*STORED RECORDS*:
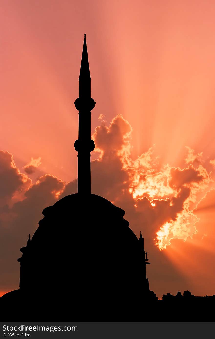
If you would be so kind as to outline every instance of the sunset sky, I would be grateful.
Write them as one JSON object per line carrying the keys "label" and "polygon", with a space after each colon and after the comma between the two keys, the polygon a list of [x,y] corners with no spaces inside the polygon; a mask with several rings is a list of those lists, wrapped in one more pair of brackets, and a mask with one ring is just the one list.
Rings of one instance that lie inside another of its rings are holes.
{"label": "sunset sky", "polygon": [[42,210],[76,192],[86,33],[92,193],[142,231],[159,298],[215,294],[214,2],[2,0],[0,15],[0,293]]}

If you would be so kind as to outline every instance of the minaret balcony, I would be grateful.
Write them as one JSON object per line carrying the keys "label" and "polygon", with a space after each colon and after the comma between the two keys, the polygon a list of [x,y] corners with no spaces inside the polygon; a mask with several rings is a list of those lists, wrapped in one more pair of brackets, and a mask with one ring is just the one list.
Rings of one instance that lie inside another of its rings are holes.
{"label": "minaret balcony", "polygon": [[78,98],[74,102],[75,108],[79,112],[92,111],[95,107],[95,103],[92,98]]}

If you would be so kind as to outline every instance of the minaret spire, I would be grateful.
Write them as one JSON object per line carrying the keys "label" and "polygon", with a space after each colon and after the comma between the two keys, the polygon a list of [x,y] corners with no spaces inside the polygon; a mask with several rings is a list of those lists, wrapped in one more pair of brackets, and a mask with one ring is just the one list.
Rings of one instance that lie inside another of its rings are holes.
{"label": "minaret spire", "polygon": [[78,193],[91,193],[90,152],[95,147],[91,140],[91,111],[95,102],[91,97],[90,73],[85,34],[79,76],[79,97],[74,103],[79,111],[78,139],[74,144],[78,155]]}

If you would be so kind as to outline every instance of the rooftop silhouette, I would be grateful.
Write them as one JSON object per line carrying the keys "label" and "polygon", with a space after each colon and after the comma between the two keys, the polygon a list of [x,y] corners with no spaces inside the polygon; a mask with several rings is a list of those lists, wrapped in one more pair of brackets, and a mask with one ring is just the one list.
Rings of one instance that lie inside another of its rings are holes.
{"label": "rooftop silhouette", "polygon": [[113,305],[113,316],[119,312],[125,316],[132,309],[135,313],[137,289],[144,297],[149,295],[146,271],[149,263],[142,234],[138,240],[123,210],[91,193],[91,111],[95,103],[85,34],[79,80],[79,97],[74,102],[79,111],[78,139],[74,144],[78,193],[43,210],[39,227],[20,249],[20,289],[2,298],[8,304],[18,303],[26,316],[29,310],[31,314],[40,310],[42,320],[47,313],[56,320],[69,318],[68,304],[77,319],[89,314],[105,319]]}

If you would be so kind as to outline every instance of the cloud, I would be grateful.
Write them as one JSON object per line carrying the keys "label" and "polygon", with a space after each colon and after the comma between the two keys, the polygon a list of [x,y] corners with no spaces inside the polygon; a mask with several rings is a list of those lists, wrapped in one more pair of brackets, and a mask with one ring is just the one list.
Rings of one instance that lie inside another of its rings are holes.
{"label": "cloud", "polygon": [[215,168],[215,159],[214,159],[214,160],[210,160],[209,162],[210,164],[213,165],[214,168]]}
{"label": "cloud", "polygon": [[31,174],[35,172],[38,167],[39,167],[41,164],[40,157],[39,157],[36,159],[34,159],[33,158],[31,158],[30,162],[24,166],[23,168],[28,174]]}
{"label": "cloud", "polygon": [[31,183],[31,179],[16,167],[12,155],[0,151],[0,206],[21,198]]}
{"label": "cloud", "polygon": [[195,154],[194,149],[192,149],[189,146],[185,146],[185,147],[188,150],[188,154],[184,159],[186,164],[193,163],[195,162],[199,163],[202,162],[202,152]]}
{"label": "cloud", "polygon": [[[154,265],[151,271],[147,267],[151,288],[156,287],[156,292],[160,295],[171,292],[168,287],[171,284],[168,285],[165,277],[170,272],[177,289],[178,284],[187,282],[165,253],[174,246],[178,248],[179,244],[183,247],[182,244],[195,238],[198,232],[201,239],[204,236],[202,241],[208,237],[207,232],[199,230],[200,204],[197,205],[198,213],[193,205],[196,206],[199,194],[204,196],[211,179],[207,168],[198,162],[184,168],[161,163],[153,147],[134,159],[132,132],[130,125],[121,115],[109,126],[103,121],[96,127],[92,137],[98,157],[91,162],[91,191],[124,209],[125,218],[138,236],[142,231],[146,250]],[[75,179],[65,183],[47,174],[32,183],[16,167],[12,155],[2,152],[1,158],[0,152],[2,180],[4,182],[7,178],[8,182],[2,193],[4,201],[6,198],[8,203],[0,210],[0,225],[4,239],[0,250],[0,256],[4,258],[2,271],[5,272],[1,287],[5,290],[10,281],[16,281],[11,288],[17,288],[19,248],[25,244],[28,234],[33,234],[37,228],[43,208],[76,193],[77,182]],[[32,159],[28,165],[33,165],[31,162],[34,160],[38,162],[33,163],[36,167],[40,158]],[[159,251],[162,249],[164,251]],[[158,286],[156,280],[159,281]]]}

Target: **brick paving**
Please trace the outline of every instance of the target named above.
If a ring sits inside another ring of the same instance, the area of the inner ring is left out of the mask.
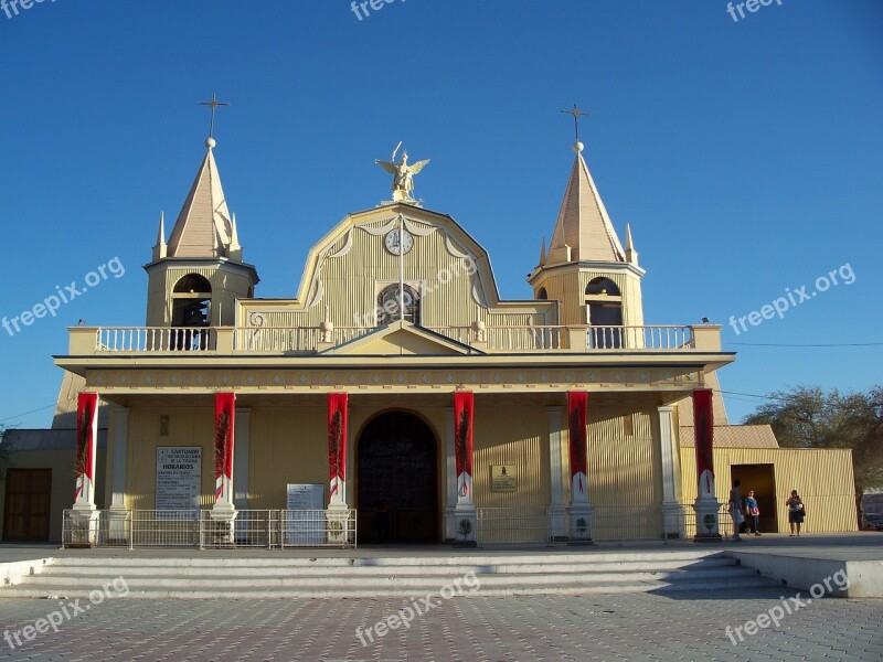
[[[38,633],[0,660],[137,661],[614,661],[883,660],[883,600],[812,600],[779,627],[734,645],[724,629],[780,606],[780,589],[442,600],[373,643],[368,628],[413,605],[402,598],[311,600],[113,599]],[[802,599],[807,599],[802,594]],[[417,604],[425,609],[425,604]],[[0,599],[0,633],[67,600]],[[81,601],[81,607],[88,601]],[[789,601],[789,605],[794,602]],[[68,612],[72,611],[68,608]],[[373,633],[374,631],[372,631]],[[14,642],[14,640],[13,640]]]

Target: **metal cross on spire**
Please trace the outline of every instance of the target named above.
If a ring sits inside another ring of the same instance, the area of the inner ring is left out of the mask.
[[[217,97],[212,94],[211,102],[199,102],[200,106],[209,106],[212,109],[212,119],[209,122],[209,138],[214,138],[214,111],[219,106],[230,106],[230,104],[225,102],[219,102]]]
[[[588,113],[583,113],[579,110],[576,104],[573,105],[573,108],[570,110],[562,110],[565,115],[573,115],[573,128],[576,132],[576,141],[579,142],[579,118],[581,117],[588,117]]]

*WHAT YOU HAVE TO DO*:
List each line of the records above that contains the word "silhouette", copying every such line in full.

*RESPONSE BELOW*:
If you would be so kind as to outline every instance of the rooftop silhouette, I would be grateful.
{"label": "rooftop silhouette", "polygon": [[113,305],[113,316],[119,312],[125,316],[132,309],[135,313],[137,289],[144,297],[149,295],[146,271],[149,263],[142,234],[138,240],[123,210],[91,193],[91,111],[95,103],[85,34],[79,80],[79,97],[74,102],[79,111],[78,139],[74,144],[78,193],[43,210],[39,227],[20,249],[20,289],[2,298],[8,304],[18,303],[26,316],[29,310],[31,314],[40,310],[42,320],[47,313],[56,320],[69,318],[68,304],[77,319],[89,314],[105,319]]}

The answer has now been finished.